- TO DO
Quote the lines below exactly, from the one that holds "indicate: umbrella canopy" through the final line of the records, and only those.

======== RECORDS FOR THIS EXERCISE

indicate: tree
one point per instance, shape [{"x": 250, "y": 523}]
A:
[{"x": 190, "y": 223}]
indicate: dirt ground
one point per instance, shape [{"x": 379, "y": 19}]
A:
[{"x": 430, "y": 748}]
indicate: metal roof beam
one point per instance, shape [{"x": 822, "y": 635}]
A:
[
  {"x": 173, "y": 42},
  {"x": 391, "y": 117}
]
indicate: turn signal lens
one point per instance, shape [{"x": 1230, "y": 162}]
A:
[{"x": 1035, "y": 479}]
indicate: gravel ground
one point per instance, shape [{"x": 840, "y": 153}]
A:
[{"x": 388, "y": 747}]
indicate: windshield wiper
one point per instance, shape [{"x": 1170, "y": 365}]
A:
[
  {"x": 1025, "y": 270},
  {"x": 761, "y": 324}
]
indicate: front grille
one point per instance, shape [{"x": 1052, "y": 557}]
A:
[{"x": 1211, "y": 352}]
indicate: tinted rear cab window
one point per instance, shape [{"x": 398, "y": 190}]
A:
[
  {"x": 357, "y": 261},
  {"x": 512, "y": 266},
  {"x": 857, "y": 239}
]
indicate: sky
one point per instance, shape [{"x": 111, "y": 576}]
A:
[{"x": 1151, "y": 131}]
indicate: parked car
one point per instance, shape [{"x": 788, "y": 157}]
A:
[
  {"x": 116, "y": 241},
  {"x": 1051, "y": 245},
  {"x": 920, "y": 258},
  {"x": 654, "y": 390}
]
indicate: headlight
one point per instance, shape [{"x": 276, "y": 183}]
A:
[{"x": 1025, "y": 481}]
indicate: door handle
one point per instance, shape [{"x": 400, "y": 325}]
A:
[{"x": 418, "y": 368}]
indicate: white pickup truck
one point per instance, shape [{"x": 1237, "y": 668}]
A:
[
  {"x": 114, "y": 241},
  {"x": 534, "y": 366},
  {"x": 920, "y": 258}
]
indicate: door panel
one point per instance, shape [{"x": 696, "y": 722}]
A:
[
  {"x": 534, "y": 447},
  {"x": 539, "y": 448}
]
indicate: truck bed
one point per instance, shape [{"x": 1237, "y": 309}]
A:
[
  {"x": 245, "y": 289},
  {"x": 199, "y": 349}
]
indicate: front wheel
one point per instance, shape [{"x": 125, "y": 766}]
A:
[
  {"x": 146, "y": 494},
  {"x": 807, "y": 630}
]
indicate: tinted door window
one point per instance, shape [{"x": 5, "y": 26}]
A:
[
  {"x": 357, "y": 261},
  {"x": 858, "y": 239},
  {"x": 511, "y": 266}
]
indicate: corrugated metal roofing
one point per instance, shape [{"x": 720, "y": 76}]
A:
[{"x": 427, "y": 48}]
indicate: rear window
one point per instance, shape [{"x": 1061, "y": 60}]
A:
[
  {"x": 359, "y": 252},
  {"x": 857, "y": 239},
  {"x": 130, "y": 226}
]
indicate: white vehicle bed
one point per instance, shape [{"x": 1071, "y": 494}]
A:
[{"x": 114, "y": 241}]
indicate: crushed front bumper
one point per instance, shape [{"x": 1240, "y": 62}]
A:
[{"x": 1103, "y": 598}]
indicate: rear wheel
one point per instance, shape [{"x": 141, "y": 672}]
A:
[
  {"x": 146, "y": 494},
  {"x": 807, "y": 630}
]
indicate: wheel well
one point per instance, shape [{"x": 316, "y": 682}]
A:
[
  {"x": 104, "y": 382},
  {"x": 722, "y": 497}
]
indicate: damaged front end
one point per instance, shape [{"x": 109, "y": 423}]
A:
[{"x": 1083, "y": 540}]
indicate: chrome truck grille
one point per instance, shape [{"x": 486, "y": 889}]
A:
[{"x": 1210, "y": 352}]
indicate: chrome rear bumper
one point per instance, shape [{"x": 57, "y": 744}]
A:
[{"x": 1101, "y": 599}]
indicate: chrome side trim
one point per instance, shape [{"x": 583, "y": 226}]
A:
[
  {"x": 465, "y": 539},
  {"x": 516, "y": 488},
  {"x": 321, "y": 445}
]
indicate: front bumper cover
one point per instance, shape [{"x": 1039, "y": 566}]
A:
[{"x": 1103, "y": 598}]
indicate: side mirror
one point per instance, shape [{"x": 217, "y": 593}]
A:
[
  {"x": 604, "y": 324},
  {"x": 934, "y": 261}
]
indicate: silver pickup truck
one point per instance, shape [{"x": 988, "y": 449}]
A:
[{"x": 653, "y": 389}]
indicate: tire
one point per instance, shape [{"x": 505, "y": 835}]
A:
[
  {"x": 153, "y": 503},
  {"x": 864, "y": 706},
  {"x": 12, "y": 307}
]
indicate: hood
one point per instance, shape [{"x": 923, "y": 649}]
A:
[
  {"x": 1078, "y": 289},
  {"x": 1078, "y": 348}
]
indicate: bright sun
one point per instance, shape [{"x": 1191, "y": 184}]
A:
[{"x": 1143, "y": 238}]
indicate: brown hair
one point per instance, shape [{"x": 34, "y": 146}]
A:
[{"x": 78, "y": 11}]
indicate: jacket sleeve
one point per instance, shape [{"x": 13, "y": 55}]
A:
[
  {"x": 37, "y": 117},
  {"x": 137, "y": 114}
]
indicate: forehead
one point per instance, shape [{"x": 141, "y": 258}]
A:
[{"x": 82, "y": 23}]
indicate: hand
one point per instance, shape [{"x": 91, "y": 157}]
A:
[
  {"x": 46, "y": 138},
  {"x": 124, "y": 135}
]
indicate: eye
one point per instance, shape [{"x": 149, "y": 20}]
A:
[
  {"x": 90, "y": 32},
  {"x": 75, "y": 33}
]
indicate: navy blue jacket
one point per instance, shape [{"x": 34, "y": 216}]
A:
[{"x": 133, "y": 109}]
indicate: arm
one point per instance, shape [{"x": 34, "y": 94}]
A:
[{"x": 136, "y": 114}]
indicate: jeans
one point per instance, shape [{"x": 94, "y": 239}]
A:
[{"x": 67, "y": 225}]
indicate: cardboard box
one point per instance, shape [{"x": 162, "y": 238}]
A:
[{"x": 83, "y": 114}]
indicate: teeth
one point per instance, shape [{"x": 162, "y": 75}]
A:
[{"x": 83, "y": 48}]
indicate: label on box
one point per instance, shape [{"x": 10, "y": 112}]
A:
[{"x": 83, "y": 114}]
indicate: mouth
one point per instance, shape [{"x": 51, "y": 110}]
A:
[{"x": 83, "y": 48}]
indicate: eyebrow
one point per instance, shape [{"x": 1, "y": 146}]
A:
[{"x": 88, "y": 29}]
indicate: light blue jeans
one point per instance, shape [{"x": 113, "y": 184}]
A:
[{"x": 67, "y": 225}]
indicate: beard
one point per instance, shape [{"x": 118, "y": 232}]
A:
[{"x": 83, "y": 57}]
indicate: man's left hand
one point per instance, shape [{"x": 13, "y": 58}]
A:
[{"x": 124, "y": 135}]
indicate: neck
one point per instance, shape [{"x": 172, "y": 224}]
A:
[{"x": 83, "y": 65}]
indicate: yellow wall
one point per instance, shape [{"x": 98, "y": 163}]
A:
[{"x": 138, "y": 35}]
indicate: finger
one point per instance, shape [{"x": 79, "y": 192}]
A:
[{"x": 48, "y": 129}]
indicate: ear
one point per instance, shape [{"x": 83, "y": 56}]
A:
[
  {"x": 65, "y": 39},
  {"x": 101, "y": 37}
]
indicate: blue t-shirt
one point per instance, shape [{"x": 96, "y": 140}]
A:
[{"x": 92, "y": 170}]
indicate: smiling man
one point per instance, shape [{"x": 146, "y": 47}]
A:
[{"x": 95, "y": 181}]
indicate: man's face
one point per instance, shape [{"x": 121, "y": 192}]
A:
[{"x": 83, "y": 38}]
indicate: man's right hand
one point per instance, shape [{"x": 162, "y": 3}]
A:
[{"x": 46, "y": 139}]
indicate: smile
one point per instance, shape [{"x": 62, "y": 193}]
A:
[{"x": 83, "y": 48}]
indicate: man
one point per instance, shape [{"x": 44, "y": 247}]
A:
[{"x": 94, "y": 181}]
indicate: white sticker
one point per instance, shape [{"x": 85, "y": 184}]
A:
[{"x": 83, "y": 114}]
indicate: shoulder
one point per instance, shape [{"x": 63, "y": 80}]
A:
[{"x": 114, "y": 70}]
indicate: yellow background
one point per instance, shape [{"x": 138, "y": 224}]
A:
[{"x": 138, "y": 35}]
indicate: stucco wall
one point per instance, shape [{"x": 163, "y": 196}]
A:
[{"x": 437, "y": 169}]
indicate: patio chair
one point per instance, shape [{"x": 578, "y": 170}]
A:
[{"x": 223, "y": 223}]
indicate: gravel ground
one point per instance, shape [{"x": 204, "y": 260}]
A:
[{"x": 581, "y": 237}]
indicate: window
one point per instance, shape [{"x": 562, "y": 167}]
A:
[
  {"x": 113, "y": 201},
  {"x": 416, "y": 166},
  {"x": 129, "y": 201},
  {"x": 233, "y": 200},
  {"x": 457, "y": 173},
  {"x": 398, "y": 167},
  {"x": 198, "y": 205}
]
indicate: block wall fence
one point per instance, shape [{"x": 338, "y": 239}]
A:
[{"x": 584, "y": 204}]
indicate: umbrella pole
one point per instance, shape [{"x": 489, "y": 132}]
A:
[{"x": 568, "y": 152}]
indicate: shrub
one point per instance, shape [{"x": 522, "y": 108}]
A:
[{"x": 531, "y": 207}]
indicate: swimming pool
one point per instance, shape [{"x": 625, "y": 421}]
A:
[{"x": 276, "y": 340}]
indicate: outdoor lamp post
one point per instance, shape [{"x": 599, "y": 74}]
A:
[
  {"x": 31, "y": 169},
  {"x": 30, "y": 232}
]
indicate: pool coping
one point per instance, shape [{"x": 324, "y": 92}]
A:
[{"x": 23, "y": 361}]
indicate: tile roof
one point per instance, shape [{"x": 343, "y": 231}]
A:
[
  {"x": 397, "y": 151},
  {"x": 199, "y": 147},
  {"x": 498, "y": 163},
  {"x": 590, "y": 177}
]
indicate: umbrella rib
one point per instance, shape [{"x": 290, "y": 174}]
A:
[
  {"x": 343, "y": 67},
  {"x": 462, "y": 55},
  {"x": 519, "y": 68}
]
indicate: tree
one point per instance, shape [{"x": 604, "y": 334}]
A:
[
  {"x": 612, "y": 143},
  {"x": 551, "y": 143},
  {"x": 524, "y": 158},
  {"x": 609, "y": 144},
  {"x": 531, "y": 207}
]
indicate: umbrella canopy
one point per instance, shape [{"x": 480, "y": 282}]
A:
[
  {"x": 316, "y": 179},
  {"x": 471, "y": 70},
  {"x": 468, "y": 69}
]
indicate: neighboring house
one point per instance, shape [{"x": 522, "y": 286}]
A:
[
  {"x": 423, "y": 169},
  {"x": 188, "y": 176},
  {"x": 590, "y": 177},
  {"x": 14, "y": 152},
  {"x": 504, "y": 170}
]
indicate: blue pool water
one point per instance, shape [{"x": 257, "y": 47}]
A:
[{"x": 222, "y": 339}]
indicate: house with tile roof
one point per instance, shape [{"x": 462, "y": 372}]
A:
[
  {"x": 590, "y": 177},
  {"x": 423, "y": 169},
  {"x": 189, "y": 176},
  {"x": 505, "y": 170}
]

================

- TASK RESULT
indicate: umbrella canopy
one point per instance, shape [{"x": 480, "y": 282}]
A:
[
  {"x": 316, "y": 179},
  {"x": 471, "y": 70},
  {"x": 468, "y": 69}
]
indicate: neighboring house
one point per instance, shape [{"x": 522, "y": 286}]
A:
[
  {"x": 423, "y": 169},
  {"x": 188, "y": 176},
  {"x": 590, "y": 177},
  {"x": 14, "y": 152},
  {"x": 504, "y": 170}
]
indicate: blue pool water
one point per instance, shape [{"x": 257, "y": 47}]
A:
[{"x": 222, "y": 339}]
indicate: house with tile roof
one point per instance, shape [{"x": 462, "y": 372}]
A:
[
  {"x": 590, "y": 177},
  {"x": 423, "y": 169},
  {"x": 189, "y": 176},
  {"x": 505, "y": 170}
]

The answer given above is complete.